_SET PROBLEM_
Restate the rows in the part that opens with the line containing "Task: point out the front" and closes with the line containing "[[247, 153]]", both lines included and the requests kept, shifting every answer coordinate by adding 9 to each number. Leave the requests and their format samples as they stand.

_SUPPLIED MATERIAL_
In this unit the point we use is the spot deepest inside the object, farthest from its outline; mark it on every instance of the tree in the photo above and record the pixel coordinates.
==
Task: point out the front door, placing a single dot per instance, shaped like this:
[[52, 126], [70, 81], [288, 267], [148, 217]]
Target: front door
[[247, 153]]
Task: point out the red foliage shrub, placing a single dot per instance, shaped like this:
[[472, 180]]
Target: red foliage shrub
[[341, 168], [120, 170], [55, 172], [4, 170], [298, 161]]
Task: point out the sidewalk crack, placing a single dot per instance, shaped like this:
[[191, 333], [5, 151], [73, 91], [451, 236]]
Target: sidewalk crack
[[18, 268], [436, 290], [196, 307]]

_WRITTEN RESPONSE_
Task: point out the front door, placing a single dot per instance, shaped like this:
[[52, 126], [70, 81], [288, 267], [148, 217]]
Target: front door
[[256, 162]]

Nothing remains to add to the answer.